What is asked: Revise the records below by changing each "Keypoint placement" to "Point placement" and leaving every other character untouched.

[Location labeling records]
========================================================================

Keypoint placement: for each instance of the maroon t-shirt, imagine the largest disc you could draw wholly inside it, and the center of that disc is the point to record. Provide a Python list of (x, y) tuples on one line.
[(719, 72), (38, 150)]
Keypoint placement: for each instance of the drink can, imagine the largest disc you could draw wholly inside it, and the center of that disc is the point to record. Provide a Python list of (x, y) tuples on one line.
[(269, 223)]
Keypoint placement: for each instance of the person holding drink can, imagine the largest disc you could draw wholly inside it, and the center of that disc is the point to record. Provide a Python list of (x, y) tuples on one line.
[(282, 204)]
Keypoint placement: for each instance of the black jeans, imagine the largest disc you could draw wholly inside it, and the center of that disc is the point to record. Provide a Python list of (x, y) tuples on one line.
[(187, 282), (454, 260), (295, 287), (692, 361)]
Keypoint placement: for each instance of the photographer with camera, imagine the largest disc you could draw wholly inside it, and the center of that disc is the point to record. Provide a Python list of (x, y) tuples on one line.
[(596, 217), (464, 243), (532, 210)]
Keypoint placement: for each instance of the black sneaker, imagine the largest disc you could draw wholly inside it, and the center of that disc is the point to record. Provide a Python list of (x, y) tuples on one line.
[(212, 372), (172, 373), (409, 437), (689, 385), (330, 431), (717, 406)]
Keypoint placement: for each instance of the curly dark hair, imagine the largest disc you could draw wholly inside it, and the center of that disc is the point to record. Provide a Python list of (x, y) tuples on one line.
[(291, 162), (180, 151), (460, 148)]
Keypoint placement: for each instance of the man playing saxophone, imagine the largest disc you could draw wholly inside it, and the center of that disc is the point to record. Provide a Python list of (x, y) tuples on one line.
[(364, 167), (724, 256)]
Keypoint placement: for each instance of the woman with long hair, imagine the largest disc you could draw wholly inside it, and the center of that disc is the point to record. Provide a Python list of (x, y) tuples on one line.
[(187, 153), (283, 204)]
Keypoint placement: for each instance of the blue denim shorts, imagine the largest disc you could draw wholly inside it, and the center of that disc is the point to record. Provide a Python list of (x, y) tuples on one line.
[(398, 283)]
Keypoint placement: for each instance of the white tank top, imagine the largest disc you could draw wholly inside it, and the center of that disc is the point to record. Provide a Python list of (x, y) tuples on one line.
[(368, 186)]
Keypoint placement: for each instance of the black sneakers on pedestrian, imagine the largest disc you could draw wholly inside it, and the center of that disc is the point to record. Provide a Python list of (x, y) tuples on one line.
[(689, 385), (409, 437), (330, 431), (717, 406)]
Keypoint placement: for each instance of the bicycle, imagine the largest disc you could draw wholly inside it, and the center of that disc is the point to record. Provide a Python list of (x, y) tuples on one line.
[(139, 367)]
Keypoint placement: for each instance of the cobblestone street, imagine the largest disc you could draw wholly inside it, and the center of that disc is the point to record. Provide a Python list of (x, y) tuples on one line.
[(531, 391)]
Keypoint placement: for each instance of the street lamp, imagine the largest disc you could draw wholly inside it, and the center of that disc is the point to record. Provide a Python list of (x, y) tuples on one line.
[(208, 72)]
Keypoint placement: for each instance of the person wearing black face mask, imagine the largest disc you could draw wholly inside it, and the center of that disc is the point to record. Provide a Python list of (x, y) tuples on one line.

========================================================================

Complete answer:
Point placement: for each instance of the maroon t-shirt, imagine the largest disc you could draw wholly inside it, and the center of that disc is the point to record. Provide a Python list of (x, y) tuples on one line.
[(719, 72), (38, 150)]
Point placement: for each instance of the drink can, imagine the largest disc you could draw wholly inside it, and the center of that disc is the point to record. Provide a Python list of (x, y) tuples on one line.
[(269, 223)]
Point placement: for each instance of the person holding drink can, imagine the largest disc you could draw wholly inside it, and the center of that disc is the point to record. Provide a Python list of (x, y) tuples on one line.
[(282, 204)]
Point placement: for each instance of the black jeans, imagine the largest disc you could draw wholly inside it, and the center of that disc is the point to record. Provide a Python list of (x, y) tuples on one line.
[(187, 282), (454, 260), (295, 287), (692, 361)]
Point placement: for each instance of the photographer with camera, imagine the largest disc you could draw wholly inside it, and the center of that disc is the point to record. Provide a Python list of (x, y) tuples on one line.
[(596, 217), (464, 243), (532, 210)]
Point placement: for each instance of the black sneaker, imagine the largest disc you could draw wholly inside it, and the center of that disc is the point to record. Provide a Python list of (x, y) tuples on one line.
[(212, 372), (172, 373), (409, 437), (689, 385), (330, 431), (717, 406)]
Point placement: for each instance of the curly dark hair, imagine the largest disc you could draw wholly inside it, and the center of that disc is the point to record. Provide a Python list of (x, y) tuples on one line.
[(291, 162), (180, 151), (460, 148)]
Point placement: for each instance of the man playing saxophone, imagine the largest disc you could draw wholly inside it, and the center of that disc is the point to record. Provide a Python list of (x, y) tuples on one line.
[(364, 167), (724, 256)]
Point placement: for each instance of the woman with long hair, imagine the largest disc you could draw wholly inside it, and the center of that disc is the point to record. Provide a Python list of (x, y) tuples on one line.
[(187, 153), (283, 204)]
Point placement: for each instance of the blue denim shorts, imagine the largest disc you could draw wholly inside it, and the center of that disc is the point to record. Provide a Python list of (x, y) tuples on one line.
[(398, 283)]
Point placement: for each instance of the white tank top, imagine the largest disc you could draw wholly inside it, and the center of that disc is the point to record. Provide a Python list of (x, y) tuples on one line.
[(368, 186)]
Point placement: for each instance of the black sneakers on pedestrian, imagine the largest disc you could draw wholly inside it, and the center of that disc is the point to record. Provide a Python list of (x, y) tuples on one line.
[(689, 385), (409, 437), (330, 431), (717, 406)]
Point placement: for each instance of the bicycle, imagine the largest disc you could draw wholly inside it, and the center of that disc is the point to record. Provide a Python list of (x, y) tuples on one line.
[(139, 367)]
Point placement: for each instance of the cobblestone street, imagine the largest disc you could draw wholly inside it, and the center of that disc is the point to record. Provide a Python list of (x, y) tuples on one line.
[(531, 391)]
Point placement: for each instance of the street lamp, imagine the largest disc you could draw wholly inside it, and the center of that disc is the point to record. Provide a Python list of (x, y) tuples on one line.
[(208, 72)]
Point placement: for each instance of the person wearing black face mask, imagine the largest disc you could draw wholly inside it, and the center of that disc is the point to record. Provide a Python list of (x, y) tuples on one line.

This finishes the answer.